■ **CHALLENGE**
Only the lines from the one bearing "cabinet and record the pixel coordinates." to the final line should be transcribed, exactly and with both ends included. Pictures are to be left out.

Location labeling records

>>>>

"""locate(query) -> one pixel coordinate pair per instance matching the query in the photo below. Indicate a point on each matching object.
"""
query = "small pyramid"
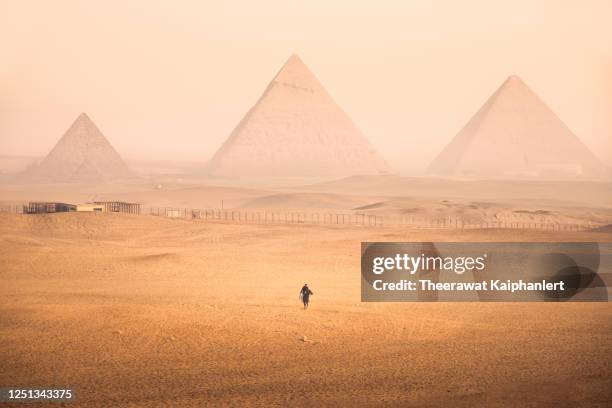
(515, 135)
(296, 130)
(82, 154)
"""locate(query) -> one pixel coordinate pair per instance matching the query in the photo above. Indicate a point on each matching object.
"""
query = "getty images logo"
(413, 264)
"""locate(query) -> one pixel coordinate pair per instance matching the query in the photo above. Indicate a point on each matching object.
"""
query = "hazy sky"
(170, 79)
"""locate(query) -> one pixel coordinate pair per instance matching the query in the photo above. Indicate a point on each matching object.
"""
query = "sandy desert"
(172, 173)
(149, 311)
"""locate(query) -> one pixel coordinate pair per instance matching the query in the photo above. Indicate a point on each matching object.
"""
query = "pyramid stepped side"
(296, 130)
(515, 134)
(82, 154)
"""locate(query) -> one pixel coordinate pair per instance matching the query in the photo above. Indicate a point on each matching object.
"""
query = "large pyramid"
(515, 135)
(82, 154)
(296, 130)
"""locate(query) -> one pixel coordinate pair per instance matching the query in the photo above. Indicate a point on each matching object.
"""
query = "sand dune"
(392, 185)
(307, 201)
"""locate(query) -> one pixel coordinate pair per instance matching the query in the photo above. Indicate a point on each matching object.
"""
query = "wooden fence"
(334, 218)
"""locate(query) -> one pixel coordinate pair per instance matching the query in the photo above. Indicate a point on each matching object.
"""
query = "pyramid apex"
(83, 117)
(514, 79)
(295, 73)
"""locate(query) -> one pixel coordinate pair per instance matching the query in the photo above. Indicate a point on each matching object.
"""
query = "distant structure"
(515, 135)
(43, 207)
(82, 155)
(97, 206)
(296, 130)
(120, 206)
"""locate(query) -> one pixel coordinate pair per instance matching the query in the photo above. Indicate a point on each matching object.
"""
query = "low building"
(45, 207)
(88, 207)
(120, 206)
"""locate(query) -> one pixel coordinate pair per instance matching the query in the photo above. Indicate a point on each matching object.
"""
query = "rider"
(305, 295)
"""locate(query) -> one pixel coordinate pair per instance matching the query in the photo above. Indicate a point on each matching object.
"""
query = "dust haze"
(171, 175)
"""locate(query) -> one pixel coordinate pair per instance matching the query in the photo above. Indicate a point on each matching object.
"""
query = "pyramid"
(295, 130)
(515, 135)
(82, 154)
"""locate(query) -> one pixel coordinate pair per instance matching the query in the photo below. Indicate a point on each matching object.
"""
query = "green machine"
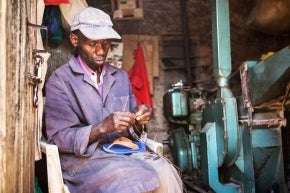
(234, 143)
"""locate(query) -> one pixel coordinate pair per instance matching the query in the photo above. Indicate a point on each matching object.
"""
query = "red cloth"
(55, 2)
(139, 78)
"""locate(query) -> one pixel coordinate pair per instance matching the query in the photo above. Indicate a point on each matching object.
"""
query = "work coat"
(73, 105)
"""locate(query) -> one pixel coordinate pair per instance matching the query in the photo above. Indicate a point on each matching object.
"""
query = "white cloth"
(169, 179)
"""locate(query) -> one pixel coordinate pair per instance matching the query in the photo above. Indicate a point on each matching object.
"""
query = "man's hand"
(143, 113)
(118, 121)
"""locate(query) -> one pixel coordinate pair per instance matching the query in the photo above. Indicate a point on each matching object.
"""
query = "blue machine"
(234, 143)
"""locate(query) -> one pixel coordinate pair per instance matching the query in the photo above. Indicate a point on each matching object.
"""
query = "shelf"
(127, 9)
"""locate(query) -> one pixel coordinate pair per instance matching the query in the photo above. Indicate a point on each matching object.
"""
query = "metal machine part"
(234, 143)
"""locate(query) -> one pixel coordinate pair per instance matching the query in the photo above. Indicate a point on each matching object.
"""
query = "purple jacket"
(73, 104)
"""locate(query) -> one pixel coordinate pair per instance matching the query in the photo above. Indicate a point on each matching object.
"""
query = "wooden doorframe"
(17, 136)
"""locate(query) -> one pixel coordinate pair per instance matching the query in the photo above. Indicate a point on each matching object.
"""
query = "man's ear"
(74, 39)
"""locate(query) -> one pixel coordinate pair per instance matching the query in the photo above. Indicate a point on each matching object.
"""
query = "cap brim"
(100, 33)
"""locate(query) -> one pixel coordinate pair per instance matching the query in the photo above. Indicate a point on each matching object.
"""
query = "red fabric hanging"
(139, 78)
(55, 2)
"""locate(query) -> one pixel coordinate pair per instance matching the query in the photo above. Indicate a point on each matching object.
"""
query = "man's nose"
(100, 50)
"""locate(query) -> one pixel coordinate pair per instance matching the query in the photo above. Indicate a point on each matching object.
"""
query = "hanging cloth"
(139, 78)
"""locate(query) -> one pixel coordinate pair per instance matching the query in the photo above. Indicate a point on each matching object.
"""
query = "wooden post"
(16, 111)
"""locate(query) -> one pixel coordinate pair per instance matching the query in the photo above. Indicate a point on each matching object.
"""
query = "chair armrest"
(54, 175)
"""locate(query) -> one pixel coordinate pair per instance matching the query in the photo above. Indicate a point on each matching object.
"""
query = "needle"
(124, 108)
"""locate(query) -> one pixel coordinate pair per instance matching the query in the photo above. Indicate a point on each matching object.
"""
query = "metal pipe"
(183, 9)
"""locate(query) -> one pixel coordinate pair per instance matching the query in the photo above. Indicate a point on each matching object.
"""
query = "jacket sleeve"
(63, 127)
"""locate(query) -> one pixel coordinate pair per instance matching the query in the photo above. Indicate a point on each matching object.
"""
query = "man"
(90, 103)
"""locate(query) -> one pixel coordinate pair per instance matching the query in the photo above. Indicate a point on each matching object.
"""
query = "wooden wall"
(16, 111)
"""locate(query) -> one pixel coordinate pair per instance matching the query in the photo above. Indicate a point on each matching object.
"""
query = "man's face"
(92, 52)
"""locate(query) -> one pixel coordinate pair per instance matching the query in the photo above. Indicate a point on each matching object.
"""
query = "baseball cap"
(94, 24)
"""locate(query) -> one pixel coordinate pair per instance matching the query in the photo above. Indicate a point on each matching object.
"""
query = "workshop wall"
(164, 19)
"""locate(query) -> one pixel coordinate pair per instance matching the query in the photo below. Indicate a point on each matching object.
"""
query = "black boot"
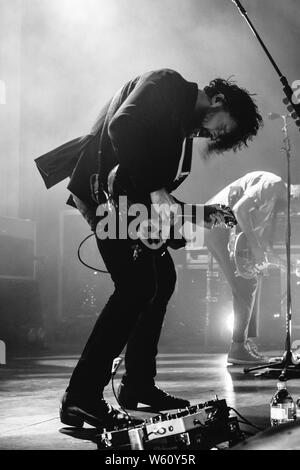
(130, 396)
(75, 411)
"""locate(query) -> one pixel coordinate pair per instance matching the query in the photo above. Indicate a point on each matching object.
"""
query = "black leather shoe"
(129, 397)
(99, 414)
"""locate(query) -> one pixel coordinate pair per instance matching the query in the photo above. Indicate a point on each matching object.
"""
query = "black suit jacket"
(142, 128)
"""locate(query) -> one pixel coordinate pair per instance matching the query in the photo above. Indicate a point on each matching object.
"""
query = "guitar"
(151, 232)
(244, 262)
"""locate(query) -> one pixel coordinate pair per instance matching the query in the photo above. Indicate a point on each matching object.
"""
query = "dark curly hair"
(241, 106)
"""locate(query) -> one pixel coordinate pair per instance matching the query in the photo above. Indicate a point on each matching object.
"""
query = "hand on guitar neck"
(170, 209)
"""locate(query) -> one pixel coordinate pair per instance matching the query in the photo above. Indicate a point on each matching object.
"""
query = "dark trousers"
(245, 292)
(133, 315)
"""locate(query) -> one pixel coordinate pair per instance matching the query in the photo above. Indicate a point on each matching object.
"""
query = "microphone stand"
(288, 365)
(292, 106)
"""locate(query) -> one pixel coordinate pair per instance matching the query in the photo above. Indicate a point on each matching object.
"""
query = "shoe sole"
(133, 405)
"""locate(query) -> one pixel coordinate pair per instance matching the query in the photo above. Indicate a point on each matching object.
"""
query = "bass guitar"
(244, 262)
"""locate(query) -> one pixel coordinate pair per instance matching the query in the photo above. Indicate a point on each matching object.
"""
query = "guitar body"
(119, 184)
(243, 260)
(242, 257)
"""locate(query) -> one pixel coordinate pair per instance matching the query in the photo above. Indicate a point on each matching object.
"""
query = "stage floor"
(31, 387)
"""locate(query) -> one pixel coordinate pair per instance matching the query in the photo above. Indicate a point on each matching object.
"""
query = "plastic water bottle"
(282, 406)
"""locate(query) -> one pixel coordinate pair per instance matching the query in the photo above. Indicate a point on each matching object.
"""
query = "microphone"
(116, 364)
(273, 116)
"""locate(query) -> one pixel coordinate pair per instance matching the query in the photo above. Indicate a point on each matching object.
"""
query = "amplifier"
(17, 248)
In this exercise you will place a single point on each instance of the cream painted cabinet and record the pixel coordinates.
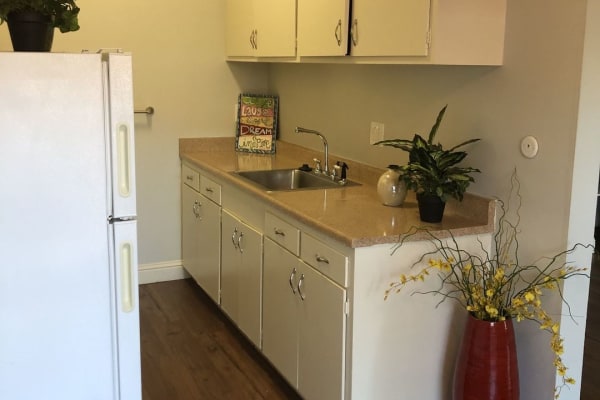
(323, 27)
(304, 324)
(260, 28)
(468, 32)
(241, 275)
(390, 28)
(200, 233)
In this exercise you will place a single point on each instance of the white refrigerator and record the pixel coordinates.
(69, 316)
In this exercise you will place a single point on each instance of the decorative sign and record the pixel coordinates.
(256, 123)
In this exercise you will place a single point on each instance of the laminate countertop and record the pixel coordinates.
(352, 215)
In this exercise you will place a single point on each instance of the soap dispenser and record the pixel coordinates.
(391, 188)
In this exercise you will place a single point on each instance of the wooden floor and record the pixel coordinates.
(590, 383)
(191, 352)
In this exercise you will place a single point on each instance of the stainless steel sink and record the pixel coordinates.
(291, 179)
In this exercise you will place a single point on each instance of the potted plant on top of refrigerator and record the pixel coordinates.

<<<<

■ **SOLUTION BELOW**
In this exercise you will place a single point on each instance of the cream painted cabinet and record the pixel coordinates.
(323, 27)
(304, 324)
(260, 28)
(468, 32)
(241, 275)
(390, 28)
(200, 233)
In this exercise you will place a single point on each instance of the white refrigerator and record the pixel coordinates.
(69, 316)
In this exercise you will place a single point on each instance of the decorative sign and record the pixel coordinates.
(256, 123)
In this exercise you will place a single point on each instance of the laminate countertop and record the pixel coordinates.
(352, 215)
In this exercise you will place a single point on each instance of the soap dispenser and record the pixel coordinates.
(391, 188)
In this exercise you will place a single point on each instance of the wooden floor and record the pixel coordinates.
(590, 383)
(191, 352)
In this exercise you will place a single point on each instance of the stainless steel sink and record the pixel coordinates.
(291, 179)
In this exercise you will place a single point on each instance of the potted plant on top of refrigerator and record the pixel coordinates.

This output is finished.